Given task
State how many lines in the items below contain the string "floor". Give only the number.

[Labeled area outline items]
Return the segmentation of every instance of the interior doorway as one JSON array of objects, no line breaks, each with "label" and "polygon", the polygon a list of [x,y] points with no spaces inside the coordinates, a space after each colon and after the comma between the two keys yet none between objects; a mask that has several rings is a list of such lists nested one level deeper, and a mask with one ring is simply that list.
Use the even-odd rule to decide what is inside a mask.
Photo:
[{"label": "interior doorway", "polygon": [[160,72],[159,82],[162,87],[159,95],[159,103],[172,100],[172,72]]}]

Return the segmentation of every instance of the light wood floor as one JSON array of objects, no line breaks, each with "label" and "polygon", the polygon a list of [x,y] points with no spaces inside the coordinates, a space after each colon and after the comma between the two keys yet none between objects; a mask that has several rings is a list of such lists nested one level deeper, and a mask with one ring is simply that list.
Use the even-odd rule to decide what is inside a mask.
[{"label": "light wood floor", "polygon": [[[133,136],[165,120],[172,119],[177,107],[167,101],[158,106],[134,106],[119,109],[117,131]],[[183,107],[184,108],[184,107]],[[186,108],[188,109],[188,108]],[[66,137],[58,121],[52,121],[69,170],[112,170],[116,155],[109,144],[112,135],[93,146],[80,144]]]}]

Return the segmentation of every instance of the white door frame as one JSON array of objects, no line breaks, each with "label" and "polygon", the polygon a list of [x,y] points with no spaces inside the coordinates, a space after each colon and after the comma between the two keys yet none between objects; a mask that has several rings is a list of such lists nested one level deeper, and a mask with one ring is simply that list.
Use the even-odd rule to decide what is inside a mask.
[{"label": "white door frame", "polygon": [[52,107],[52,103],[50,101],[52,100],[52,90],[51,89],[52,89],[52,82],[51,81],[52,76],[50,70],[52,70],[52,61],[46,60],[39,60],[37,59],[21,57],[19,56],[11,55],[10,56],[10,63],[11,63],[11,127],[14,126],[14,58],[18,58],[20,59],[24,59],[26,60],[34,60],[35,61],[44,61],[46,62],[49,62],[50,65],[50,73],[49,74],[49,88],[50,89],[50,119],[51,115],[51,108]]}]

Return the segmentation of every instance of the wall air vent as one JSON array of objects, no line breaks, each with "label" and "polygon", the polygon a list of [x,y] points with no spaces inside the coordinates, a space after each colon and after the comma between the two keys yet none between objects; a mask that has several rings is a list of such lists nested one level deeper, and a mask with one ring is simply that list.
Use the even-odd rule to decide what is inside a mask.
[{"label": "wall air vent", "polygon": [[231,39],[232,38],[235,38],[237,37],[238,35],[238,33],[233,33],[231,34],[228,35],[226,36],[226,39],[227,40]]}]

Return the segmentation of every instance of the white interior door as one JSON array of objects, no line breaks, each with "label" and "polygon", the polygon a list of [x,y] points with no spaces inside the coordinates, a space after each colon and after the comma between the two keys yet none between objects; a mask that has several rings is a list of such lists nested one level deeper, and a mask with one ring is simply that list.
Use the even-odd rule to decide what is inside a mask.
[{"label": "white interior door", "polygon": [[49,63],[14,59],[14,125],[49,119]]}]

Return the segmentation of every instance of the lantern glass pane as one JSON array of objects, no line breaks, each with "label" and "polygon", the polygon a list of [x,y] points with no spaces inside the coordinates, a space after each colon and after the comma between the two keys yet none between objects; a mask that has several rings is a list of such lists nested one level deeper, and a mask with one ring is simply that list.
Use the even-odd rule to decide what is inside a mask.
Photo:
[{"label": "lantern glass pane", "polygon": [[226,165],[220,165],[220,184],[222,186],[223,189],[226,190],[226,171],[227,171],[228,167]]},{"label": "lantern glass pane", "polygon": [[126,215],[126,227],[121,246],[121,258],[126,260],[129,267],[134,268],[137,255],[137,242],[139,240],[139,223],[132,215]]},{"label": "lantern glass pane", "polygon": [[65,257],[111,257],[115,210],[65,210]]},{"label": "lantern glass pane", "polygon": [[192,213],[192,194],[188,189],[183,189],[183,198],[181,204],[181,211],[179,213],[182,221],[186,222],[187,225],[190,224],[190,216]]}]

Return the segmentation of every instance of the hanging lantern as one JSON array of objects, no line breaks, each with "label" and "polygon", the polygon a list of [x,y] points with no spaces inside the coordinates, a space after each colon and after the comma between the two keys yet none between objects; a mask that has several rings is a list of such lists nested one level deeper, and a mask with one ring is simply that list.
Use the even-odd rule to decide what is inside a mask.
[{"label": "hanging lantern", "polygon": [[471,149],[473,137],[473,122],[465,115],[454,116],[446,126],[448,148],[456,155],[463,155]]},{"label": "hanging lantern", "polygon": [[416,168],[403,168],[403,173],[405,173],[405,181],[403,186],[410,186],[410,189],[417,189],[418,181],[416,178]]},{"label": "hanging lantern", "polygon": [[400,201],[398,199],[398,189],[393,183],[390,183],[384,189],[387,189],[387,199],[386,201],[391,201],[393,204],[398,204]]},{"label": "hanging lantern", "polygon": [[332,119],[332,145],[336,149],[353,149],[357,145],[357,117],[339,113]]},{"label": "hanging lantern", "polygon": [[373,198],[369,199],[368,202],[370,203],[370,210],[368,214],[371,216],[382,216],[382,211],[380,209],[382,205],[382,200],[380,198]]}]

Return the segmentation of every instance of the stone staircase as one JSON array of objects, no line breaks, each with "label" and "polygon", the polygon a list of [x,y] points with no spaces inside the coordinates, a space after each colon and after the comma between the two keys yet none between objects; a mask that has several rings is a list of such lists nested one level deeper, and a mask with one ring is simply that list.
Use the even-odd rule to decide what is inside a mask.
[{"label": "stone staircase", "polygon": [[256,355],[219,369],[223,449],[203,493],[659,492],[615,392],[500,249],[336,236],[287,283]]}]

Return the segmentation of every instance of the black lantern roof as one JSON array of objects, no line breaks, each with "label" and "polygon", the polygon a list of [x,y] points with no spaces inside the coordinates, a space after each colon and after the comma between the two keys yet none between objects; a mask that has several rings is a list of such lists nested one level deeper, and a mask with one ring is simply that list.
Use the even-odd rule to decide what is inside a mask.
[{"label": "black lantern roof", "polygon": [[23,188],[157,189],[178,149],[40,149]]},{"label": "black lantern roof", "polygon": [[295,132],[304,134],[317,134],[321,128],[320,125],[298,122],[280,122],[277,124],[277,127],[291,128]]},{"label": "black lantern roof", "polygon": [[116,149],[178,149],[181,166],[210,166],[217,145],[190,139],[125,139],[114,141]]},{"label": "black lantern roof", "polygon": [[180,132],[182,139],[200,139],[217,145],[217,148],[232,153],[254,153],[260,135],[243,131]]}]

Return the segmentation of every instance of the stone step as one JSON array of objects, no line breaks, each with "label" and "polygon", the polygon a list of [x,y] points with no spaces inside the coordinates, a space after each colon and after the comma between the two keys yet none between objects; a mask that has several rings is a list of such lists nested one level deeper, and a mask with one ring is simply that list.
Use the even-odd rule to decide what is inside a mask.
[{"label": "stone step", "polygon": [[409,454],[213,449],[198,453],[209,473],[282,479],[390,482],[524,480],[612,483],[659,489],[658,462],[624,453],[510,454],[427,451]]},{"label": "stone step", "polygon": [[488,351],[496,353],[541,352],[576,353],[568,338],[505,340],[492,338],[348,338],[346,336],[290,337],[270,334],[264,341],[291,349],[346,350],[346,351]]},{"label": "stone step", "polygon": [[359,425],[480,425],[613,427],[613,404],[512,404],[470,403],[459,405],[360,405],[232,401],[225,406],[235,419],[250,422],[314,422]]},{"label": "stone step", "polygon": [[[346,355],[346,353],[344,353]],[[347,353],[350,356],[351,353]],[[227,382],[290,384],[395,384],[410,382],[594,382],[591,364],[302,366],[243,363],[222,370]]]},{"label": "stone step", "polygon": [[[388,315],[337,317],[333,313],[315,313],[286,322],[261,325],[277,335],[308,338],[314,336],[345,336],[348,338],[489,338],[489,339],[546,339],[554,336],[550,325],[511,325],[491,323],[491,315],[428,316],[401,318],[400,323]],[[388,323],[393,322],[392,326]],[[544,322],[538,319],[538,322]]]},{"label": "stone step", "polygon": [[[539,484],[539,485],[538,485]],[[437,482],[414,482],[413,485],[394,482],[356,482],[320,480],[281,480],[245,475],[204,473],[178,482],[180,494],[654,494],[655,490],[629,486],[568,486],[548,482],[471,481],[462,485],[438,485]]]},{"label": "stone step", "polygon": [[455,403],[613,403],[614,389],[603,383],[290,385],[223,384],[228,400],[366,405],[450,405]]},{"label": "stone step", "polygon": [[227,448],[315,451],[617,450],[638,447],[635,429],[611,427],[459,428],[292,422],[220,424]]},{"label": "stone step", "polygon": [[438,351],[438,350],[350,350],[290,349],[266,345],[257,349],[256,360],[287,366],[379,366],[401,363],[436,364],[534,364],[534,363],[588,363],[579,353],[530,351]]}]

Solution to this exercise
2